On 1/7/22 15:52, Ammar Faizi wrote:
> There was a controversial discussion about the wording in the System
> V ABI document regarding what registers the kernel is allowed to
> clobber when the userspace executes syscall.
> 
> The resolution of the discussion was reviewing the clobber list in
> the glibc source. For a historical reason in the glibc source, the
> kernel must restore all registers before returning to the userspace
> (except for rax, rcx and r11).
> 
> Link: https://lore.kernel.org/lkml/[email protected]/
> Link: https://gitlab.com/x86-psABIs/x86-64-ABI/-/merge_requests/25
> 
> This adds info about registers on exit.
> 
> Cc: Andy Lutomirski <[email protected]>
> Cc: Thomas Gleixner <[email protected]>
> Cc: Ingo Molnar <[email protected]>
> Cc: Borislav Petkov <[email protected]>
> Cc: Dave Hansen <[email protected]>
> Cc: "H. Peter Anvin" <[email protected]>
> Cc: Michael Matz <[email protected]>
> Cc: "H.J. Lu" <[email protected]>
> Cc: Willy Tarreau <[email protected]>
> Cc: x86-ml <[email protected]>
> Cc: lkml <[email protected]>
> Cc: GNU/Weeb Mailing List <[email protected]>
> Signed-off-by: Ammar Faizi <[email protected]>
> ---
> 
> Quoted the full comment in that file after patched, so it's easier to
> review:
> /*
>   * 64-bit SYSCALL instruction entry. Up to 6 arguments in registers.
>   *
>   * This is the only entry point used for 64-bit system calls.  The
>   * hardware interface is reasonably well designed and the register to
>   * argument mapping Linux uses fits well with the registers that are
>   * available when SYSCALL is used.
>   *
>   * SYSCALL instructions can be found inlined in libc implementations as
>   * well as some other programs and libraries.  There are also a handful
>   * of SYSCALL instructions in the vDSO used, for example, as a
>   * clock_gettimeofday fallback.
>   *
>   * 64-bit SYSCALL saves rip to rcx, clears rflags.RF, then saves rflags to r11,
>   * then loads new ss, cs, and rip from previously programmed MSRs.
>   * rflags gets masked by a value from another MSR (so CLD and CLAC
>   * are not needed). SYSCALL does not save anything on the stack
>   * and does not change rsp.
>   *
>   * Registers on entry:
>   * rax  system call number
>   * rcx  return address
>   * r11  saved rflags (note: r11 is callee-clobbered register in C ABI)
>   * rdi  arg0
>   * rsi  arg1
>   * rdx  arg2
>   * r10  arg3 (needs to be moved to rcx to conform to C ABI)
>   * r8   arg4
>   * r9   arg5
>   * (note: r12-r15, rbp, rbx are callee-preserved in C ABI)
>   *
>   * Only called from user space.

**Direction 1**
Translate this sentence from the syscall patch message into Spanish: "SYSCALL does not save anything on the stack and does not change rsp."
**Direction 2**
Please write the next part of the syscall patch message, picking up after its last line.
The data after the syscall patch message is separate material.

Excerpt from a dataset:
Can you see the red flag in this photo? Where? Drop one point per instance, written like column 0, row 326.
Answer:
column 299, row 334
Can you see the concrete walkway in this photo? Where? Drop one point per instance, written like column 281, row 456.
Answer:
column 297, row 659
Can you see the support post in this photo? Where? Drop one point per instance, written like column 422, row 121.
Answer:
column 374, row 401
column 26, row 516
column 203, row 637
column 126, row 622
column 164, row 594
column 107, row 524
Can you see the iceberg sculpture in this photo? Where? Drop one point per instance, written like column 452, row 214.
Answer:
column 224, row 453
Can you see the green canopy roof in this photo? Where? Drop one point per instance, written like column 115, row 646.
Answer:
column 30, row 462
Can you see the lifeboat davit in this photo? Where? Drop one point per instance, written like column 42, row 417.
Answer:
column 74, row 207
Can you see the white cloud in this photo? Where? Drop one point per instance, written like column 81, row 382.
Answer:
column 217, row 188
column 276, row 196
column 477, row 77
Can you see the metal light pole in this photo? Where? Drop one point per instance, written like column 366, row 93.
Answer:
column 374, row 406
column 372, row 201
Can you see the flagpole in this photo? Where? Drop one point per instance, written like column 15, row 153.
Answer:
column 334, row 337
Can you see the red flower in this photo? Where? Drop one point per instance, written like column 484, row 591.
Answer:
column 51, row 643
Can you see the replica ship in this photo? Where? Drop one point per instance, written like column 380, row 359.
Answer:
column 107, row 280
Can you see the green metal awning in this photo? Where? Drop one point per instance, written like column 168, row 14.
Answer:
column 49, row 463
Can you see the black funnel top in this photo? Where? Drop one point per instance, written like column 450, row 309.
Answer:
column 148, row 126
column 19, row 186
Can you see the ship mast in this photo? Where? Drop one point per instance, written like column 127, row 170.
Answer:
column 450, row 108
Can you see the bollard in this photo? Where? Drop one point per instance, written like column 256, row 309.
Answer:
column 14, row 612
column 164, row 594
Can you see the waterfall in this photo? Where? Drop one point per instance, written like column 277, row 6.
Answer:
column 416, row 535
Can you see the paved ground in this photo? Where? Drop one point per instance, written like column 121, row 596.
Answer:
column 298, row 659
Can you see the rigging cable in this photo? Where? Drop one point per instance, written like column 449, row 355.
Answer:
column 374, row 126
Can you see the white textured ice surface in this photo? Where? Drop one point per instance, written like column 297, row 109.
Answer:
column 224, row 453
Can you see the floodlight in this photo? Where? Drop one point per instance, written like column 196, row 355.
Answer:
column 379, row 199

**Exercise answer 1**
SYSCALL no guarda nada en la pila y no cambia rsp.

**Exercise answer 2**
>   *
>   * Registers on exit:
>   * rax  syscall return value
>   * rcx  return address
>   * r11  rflags
>   *
>   * For a historical reason in the glibc source, the kernel must restore all
>   * registers except the rax (syscall return value) before returning to the
>   * userspace.
>   *
>   * In other words, with respect to the userspace, when the kernel returns
>   * to the userspace, only 3 registers are clobbered, they are rax, rcx,
>   * and r11.
>   *
>   * When user can change pt_regs->foo always force IRET. That is because
>   * it deals with uncanonical addresses better. SYSRET has trouble
>   * with them due to bugs in both AMD and Intel CPUs.
>   */
> 
> ---
> 
>   arch/x86/entry/entry_64.S | 13 +++++++++++++
>   1 file changed, 13 insertions(+)
> 
> diff --git a/arch/x86/entry/entry_64.S b/arch/x86/entry/entry_64.S
> index e432dd075291..1111fff2e05f 100644
> --- a/arch/x86/entry/entry_64.S
> +++ b/arch/x86/entry/entry_64.S
> @@ -79,6 +79,19 @@
>    *
>    * Only called from user space.
>    *
> + * Registers on exit:
> + * rax  syscall return value
> + * rcx  return address
> + * r11  rflags
> + *
> + * For a historical reason in the glibc source, the kernel must restore all
> + * registers except the rax (syscall return value) before returning to the
> + * userspace.
> + *
> + * In other words, with respect to the userspace, when the kernel returns
> + * to the userspace, only 3 registers are clobbered, they are rax, rcx,
> + * and r11.
> + *

I would say this much more concisely:

The Linux kernel preserves all registers (even C callee-clobbered 
registers) except for rax, rcx and r11 across system calls, and existing 
user code relies on this behavior.

>    * When user can change pt_regs->foo always force IRET. That is because
>    * it deals with uncanonical addresses better. SYSRET has trouble
>    * with them due to bugs in both AMD and Intel CPUs.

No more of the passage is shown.